• **記述課題**:
1. 原文のうち、「本契約及び個別契約に起因し又」から「今回は、地方裁判所と、簡易裁判所の違いについて説明させていただきます。」までの部分を一字も変えずに書き出してください。
2. 次の(a)〜(c)は原文の内容と一致していますか。それぞれ「はい」か「いいえ」で答え、判断の決め手となる原文の語句をそのまま引用してください。
(a) この内容を書いた専門家は弁理士の資格を持っている。
(b) 地方裁判所で裁判所に出て訴訟を遂行できるのは、基本的に代表取締役だけである。
(c) 今回説明されているのは、地方裁判所と高等裁判所の違いである。

• **原文**:
■ ■ ■ ■ ■ ■ ■
従業員を裁判でもこき使いましょう!裁判管轄(簡易裁判所):契約書チェック|契約書の教科書(2)

植村 貴昭
この内容を書いた専門家
元審査官・弁理士
行政書士(取次資格有)
登録支援機関代表
有料職業紹介許可有

契約の教科書(2)

続・裁判籍(管轄)について:簡易裁判所

弊所で使っている裁判管轄の条項の記載例(雛形・ひな形・記載例)は以下になります。

第〇条 (合意管轄裁判所)

本契約及び個別契約に起因し又は関連する一切の紛争については、訴額に応じて〇〇地方裁判所、又は、〇〇簡易裁判所所を第一審の専属管轄裁判所とする。

前回のこのページで、相手の住所を管轄する裁判所で裁判しなければならないことが、
どれだけ負担かということを書かせていただきました。

簡易裁判所の裁判籍について

今回は、地方裁判所と、簡易裁判所の違いについて説明させていただきます。

契約書の最後の条文を見る時に、

 ① 「地方裁判所又は簡易裁判所」とだけ書いているのか

 ② 「訴額に応じて、地方裁判所又は簡易裁判所」とかいているのか

 ③ 「地方裁判所」だけが書いてあるのか

 も重要です!

3つの違い

その違いを説明しますと、

地方裁判所で裁判する場合に裁判所に出て訴訟を遂行できるのは、
基本的に、代表取締役又は弁護士だけです。
■ ■ ■ ■ ■ ■ ■
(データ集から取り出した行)
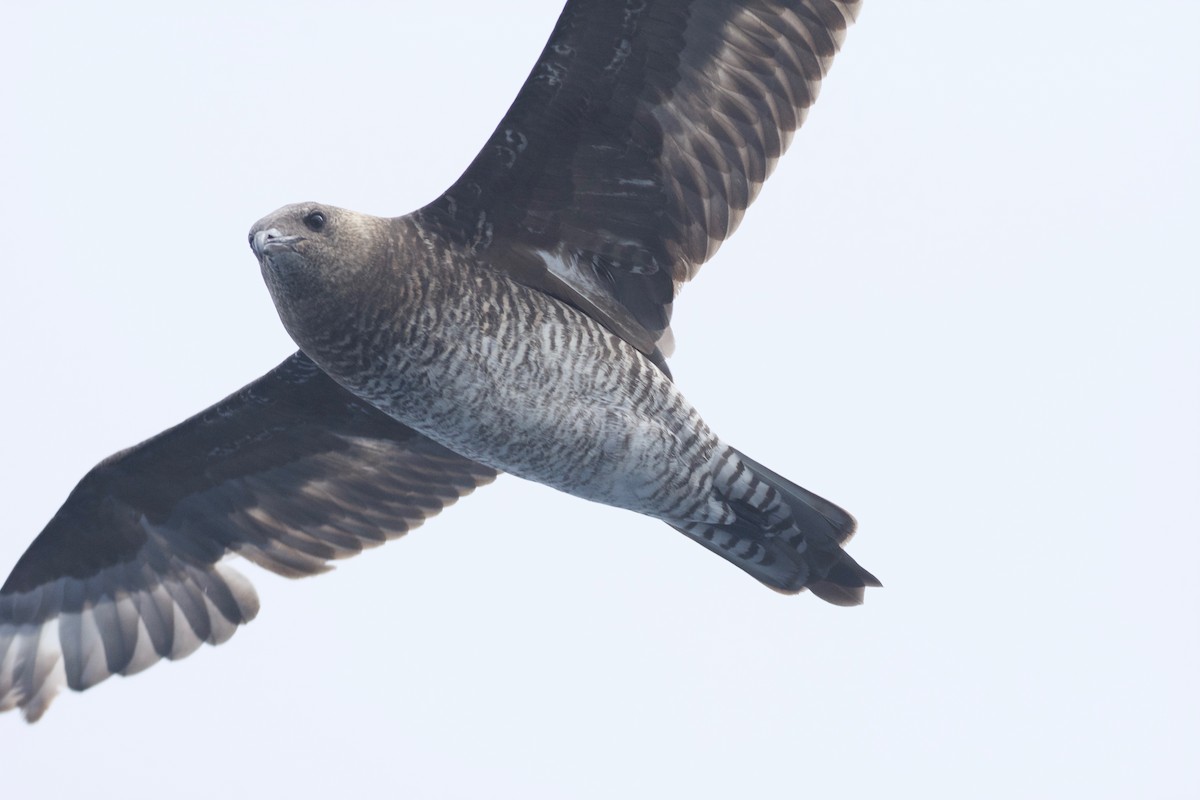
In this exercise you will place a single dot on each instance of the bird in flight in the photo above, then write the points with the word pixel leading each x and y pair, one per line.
pixel 519 323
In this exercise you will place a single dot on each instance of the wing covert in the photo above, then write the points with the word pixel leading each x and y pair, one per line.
pixel 291 471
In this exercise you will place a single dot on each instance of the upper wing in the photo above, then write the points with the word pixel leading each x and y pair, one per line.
pixel 291 471
pixel 637 142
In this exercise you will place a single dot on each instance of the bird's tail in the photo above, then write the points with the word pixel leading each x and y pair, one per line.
pixel 784 535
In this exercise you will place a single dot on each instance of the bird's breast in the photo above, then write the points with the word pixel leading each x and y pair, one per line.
pixel 520 382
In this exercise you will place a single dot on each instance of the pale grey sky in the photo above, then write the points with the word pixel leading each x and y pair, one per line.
pixel 973 287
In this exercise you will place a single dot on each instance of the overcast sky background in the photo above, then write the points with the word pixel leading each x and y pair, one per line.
pixel 976 269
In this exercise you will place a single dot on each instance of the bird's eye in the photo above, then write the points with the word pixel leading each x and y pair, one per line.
pixel 315 221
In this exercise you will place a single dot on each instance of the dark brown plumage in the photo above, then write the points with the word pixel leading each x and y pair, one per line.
pixel 519 323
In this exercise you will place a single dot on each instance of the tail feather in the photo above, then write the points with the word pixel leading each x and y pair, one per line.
pixel 789 540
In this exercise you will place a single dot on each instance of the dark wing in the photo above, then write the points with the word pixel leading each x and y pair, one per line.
pixel 637 142
pixel 291 473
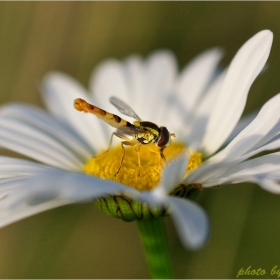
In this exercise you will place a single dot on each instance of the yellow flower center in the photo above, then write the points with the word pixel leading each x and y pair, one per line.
pixel 106 164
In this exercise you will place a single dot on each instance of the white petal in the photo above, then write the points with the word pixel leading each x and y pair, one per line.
pixel 59 92
pixel 256 170
pixel 265 121
pixel 198 125
pixel 244 68
pixel 160 72
pixel 245 121
pixel 272 145
pixel 266 164
pixel 37 144
pixel 13 167
pixel 110 79
pixel 40 120
pixel 140 84
pixel 207 171
pixel 191 222
pixel 172 175
pixel 197 75
pixel 53 188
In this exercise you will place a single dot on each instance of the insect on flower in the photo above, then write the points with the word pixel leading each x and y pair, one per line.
pixel 142 132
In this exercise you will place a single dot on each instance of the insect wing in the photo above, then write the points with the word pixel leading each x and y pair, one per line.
pixel 129 130
pixel 124 108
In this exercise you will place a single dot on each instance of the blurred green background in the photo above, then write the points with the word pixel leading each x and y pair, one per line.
pixel 79 241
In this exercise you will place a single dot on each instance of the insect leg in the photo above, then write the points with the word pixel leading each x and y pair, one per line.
pixel 128 143
pixel 138 147
pixel 111 140
pixel 161 154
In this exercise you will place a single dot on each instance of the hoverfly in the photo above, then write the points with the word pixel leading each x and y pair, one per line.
pixel 142 132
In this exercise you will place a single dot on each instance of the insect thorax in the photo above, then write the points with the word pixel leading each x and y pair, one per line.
pixel 151 133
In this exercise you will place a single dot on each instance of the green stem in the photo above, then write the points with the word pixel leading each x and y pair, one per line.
pixel 154 240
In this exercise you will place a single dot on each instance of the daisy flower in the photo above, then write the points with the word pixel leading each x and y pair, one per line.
pixel 202 105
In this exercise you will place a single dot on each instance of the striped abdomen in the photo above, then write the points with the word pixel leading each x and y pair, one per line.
pixel 112 119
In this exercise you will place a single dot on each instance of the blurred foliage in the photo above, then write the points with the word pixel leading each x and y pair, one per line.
pixel 79 241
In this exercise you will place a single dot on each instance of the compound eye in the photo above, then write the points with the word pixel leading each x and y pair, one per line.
pixel 164 137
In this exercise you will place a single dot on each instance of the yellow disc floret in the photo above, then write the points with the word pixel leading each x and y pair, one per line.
pixel 105 165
■ ■ ■ ■ ■ ■ ■
• **解答例**:
1.
本契約及び個別契約に起因し又は関連する一切の紛争については、訴額に応じて〇〇地方裁判所、又は、〇〇簡易裁判所所を第一審の専属管轄裁判所とする。

前回のこのページで、相手の住所を管轄する裁判所で裁判しなければならないことが、
どれだけ負担かということを書かせていただきました。

簡易裁判所の裁判籍について

今回は、地方裁判所と、簡易裁判所の違いについて説明させていただきます。

2.
(a) はい。「元審査官・弁理士」
(b) いいえ。「基本的に、代表取締役又は弁護士だけです。」
(c) いいえ。「今回は、地方裁判所と、簡易裁判所の違いについて説明させていただきます。」